Given text
BEGIN
My favorite was Childs punking Kobe out. I also thought Shaq swung like a girl when he went after Brad Miller, who had his back turned.


----------



## ez8o5

yeah Kobe gave Childs a cheap elbow to the chest and Childs gave Kobe a combination... and Barkley taking Shaq's legs out and drilling him on the ground


----------



## Im The One

Yeah Shaq connects on those little sissy punches like he makes free throws. He does'nt


----------



## kflo

you guys gotta be kidding me. the best fight is one guy swinging 2x at another guy who's got his hands down, and not making much of a dent. then again, if you strickly hate kobe, i guess it would be kinda funny. but don't really make it something it wasn't. not much of a fight.


----------



## Nightfly

This thread is classic!


----------



## Kunlun

Does anyone have pics of these fights? I want to see Kobe getting his @$$ kicked!


----------



## lakerking8

> Originally posted by <b>dkg1</b>!
> My favorite was Childs punking Kobe out. I also thought Shaq swung like a girl when he went after Brad Miller, who had his back turned.


If Shaq connected on that punch, Do you realize that brad miller might not be in the NBA and shaq might be in jail. Brad Miller was lucky.


----------



## CP26

Dough christie and Horry :|


----------



## danesh23

DOES ANYONE HAVE VIDEO LINKS OF THESE?


----------



## southeasy

> Originally posted by <b>popeyejones54</b>!
> Dough christie and Horry :|


that was doug christie and rick fox, if im not mistaken.


----------



## pr0wler

i havent seen the brad miller shaq fight, but i'm guessing shaq wouldnt want to punch the back of his skull as that would be very painful for both players.


----------



## hobojoe

How about T-Mac fighting K-Mart.:laugh:


----------



## MiamiHeat03

Zo vs Gundy....:laugh: :laugh:


----------



## mvp15vc

shaq vs barkley

barkley got his a## whooped


----------



## tsolan20

> Originally posted by <b>pr0wler</b>!
END
In the forum thread, what does ez8o5 say Kobe gave Childs?

Information supplied
BEGIN
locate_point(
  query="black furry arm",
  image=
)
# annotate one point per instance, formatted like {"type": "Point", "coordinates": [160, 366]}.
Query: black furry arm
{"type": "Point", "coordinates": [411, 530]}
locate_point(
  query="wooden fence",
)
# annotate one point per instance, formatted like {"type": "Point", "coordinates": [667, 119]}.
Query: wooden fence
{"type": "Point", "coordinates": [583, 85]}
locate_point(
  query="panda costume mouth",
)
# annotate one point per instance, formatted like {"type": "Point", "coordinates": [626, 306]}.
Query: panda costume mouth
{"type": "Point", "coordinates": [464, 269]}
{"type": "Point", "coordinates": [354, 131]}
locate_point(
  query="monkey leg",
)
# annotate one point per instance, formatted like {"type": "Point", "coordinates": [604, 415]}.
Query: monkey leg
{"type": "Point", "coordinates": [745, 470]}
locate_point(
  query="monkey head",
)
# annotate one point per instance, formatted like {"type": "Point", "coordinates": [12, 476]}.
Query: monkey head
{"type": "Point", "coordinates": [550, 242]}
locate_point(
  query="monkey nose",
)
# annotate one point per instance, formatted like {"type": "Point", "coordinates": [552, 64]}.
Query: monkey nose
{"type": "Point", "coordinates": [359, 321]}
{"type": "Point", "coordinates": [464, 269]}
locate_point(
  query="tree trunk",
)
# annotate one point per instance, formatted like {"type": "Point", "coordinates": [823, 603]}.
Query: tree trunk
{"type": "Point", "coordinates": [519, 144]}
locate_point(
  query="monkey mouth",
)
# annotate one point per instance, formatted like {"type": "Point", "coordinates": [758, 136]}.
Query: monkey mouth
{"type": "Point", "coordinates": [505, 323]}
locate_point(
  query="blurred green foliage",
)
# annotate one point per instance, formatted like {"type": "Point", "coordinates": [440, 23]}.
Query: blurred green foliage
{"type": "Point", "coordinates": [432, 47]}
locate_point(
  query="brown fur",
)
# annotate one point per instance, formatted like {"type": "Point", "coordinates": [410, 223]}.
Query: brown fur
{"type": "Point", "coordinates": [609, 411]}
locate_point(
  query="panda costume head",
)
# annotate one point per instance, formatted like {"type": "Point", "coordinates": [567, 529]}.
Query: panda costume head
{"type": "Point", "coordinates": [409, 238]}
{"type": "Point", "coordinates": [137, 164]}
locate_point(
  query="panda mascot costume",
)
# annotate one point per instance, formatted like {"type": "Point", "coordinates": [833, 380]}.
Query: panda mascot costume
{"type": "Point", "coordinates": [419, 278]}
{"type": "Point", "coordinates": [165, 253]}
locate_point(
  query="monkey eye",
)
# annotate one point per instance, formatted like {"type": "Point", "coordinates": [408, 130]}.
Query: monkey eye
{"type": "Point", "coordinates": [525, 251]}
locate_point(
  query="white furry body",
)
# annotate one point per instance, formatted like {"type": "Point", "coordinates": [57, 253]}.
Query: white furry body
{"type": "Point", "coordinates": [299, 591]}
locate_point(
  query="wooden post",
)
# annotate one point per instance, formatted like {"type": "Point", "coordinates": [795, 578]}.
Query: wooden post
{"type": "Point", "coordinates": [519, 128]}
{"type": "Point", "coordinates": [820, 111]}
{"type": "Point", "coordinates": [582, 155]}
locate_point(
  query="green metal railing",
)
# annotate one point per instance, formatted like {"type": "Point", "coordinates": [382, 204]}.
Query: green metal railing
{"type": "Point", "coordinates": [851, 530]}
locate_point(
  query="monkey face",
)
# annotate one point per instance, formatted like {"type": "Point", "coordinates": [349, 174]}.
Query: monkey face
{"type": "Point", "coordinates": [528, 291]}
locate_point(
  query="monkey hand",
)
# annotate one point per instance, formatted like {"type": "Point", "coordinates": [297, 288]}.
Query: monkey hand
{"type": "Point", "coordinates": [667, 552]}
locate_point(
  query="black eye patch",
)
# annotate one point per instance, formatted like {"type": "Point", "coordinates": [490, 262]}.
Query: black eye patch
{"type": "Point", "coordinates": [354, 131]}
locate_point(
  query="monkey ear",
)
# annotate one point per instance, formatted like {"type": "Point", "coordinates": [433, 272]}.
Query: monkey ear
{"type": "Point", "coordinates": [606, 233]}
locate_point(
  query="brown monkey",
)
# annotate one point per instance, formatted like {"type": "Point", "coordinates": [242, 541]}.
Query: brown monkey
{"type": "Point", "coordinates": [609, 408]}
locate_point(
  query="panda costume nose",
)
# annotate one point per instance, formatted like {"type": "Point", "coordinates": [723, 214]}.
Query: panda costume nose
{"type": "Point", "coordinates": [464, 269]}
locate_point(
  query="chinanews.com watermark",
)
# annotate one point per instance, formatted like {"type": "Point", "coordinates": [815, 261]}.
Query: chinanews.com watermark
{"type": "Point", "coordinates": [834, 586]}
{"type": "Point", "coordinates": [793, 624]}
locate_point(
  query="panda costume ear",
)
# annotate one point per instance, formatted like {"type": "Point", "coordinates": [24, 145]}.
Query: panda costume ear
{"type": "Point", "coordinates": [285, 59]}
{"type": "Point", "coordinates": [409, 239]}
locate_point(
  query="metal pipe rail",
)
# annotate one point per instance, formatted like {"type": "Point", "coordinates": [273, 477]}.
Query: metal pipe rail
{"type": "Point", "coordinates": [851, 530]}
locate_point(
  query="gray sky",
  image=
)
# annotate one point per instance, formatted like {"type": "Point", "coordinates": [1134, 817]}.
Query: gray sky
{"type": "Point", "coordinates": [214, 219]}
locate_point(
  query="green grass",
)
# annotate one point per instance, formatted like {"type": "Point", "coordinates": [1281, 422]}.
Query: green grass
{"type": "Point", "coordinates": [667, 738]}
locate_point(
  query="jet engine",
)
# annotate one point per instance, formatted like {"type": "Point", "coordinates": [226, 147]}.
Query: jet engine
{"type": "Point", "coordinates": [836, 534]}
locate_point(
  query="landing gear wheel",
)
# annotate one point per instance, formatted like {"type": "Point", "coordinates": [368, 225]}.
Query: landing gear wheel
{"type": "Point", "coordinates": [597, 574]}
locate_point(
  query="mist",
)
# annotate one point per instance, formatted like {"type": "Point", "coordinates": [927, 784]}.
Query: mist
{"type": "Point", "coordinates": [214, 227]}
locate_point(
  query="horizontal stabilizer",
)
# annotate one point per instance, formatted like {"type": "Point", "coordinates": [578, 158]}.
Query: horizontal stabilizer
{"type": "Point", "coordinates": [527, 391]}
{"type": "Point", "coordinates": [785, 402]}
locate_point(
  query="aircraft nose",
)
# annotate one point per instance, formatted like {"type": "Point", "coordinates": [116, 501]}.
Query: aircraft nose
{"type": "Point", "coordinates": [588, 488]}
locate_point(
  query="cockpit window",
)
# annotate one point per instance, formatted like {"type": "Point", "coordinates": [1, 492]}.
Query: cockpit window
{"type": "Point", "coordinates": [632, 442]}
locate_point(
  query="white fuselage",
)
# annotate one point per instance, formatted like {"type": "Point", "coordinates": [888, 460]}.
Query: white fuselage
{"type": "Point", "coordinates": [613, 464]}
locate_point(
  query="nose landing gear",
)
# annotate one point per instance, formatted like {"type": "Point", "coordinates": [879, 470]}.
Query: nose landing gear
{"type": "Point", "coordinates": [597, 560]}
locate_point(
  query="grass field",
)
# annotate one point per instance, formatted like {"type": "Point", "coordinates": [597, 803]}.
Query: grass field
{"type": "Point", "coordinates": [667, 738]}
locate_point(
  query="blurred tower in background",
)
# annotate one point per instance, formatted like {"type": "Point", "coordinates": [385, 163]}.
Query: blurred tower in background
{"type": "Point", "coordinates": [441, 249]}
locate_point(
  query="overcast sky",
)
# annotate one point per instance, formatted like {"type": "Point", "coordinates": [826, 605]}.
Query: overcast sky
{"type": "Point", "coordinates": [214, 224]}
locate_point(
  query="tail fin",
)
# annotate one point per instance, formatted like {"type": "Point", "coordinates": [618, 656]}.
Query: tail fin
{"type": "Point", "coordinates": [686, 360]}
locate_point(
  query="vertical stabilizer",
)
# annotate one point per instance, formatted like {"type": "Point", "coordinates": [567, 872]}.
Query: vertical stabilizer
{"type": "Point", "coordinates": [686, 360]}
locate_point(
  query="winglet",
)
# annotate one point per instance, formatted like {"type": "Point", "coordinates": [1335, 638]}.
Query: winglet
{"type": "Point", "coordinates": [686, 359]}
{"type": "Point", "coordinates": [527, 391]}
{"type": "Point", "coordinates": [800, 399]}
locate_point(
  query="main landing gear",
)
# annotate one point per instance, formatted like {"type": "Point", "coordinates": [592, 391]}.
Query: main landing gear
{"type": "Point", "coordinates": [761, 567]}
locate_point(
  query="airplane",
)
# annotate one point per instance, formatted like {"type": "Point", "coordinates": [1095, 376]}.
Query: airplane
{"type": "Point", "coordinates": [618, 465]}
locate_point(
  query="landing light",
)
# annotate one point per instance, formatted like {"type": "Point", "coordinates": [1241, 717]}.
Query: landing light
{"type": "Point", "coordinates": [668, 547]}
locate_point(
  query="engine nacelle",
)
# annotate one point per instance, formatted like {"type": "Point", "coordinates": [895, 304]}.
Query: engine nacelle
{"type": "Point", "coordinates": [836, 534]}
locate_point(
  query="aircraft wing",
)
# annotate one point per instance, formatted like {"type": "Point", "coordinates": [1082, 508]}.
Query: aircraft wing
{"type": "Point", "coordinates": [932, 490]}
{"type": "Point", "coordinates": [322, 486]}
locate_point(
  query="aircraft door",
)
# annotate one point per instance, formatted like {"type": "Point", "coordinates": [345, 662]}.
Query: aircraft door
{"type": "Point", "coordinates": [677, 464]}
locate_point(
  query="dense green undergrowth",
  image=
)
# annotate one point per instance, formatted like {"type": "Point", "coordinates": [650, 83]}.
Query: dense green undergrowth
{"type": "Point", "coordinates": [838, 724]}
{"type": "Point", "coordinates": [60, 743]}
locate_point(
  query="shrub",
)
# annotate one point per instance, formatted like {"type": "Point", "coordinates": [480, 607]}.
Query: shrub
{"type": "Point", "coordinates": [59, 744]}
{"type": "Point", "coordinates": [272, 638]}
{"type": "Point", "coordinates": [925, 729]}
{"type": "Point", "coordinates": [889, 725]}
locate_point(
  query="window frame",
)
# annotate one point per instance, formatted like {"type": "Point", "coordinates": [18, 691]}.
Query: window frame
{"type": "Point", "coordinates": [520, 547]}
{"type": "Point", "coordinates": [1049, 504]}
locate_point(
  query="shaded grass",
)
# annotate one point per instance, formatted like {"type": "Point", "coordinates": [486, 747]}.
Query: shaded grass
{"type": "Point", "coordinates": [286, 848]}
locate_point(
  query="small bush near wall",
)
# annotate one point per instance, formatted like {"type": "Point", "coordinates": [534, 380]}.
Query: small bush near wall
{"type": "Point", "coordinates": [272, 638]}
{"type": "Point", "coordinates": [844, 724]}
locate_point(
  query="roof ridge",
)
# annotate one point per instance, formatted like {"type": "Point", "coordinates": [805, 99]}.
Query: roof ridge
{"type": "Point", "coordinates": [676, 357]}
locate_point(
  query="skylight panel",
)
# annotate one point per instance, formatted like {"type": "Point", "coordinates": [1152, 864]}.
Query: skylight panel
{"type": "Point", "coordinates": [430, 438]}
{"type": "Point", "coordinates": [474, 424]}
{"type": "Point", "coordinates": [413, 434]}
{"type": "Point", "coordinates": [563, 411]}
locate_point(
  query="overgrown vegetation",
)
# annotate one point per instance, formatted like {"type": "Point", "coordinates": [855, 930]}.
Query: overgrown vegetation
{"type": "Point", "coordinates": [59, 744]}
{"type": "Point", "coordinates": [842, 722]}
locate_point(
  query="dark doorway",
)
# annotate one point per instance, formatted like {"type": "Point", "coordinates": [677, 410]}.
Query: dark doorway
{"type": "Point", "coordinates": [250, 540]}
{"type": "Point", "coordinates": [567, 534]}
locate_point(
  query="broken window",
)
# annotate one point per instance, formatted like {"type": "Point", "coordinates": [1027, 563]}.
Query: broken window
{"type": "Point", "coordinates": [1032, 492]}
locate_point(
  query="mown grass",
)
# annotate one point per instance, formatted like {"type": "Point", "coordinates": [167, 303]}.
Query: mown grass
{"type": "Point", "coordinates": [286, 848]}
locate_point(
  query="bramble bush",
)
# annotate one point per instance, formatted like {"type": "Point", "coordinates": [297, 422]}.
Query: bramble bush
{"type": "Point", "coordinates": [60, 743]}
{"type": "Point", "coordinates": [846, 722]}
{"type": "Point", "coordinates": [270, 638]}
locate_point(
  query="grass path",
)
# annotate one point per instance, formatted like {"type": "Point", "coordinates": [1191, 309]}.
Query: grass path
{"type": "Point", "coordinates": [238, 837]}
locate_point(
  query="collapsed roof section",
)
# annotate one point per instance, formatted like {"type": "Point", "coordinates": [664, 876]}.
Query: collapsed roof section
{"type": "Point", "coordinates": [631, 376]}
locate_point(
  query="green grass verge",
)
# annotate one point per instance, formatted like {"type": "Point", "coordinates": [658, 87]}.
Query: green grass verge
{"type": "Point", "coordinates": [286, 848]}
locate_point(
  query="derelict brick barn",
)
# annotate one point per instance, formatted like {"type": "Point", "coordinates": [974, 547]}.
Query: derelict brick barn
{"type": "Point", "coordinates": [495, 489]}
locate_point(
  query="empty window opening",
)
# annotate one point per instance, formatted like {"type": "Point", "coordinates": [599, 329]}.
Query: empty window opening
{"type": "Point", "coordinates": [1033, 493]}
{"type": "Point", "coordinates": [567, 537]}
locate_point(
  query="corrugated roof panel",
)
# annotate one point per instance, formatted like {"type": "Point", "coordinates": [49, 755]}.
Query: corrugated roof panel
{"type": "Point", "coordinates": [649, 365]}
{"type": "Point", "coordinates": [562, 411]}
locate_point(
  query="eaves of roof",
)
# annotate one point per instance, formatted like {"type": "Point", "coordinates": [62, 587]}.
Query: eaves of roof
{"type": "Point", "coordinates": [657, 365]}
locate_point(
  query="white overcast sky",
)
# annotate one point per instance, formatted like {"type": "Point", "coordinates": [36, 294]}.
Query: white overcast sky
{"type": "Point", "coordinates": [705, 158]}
END
Solution for this task
A cheap elbow to the chest.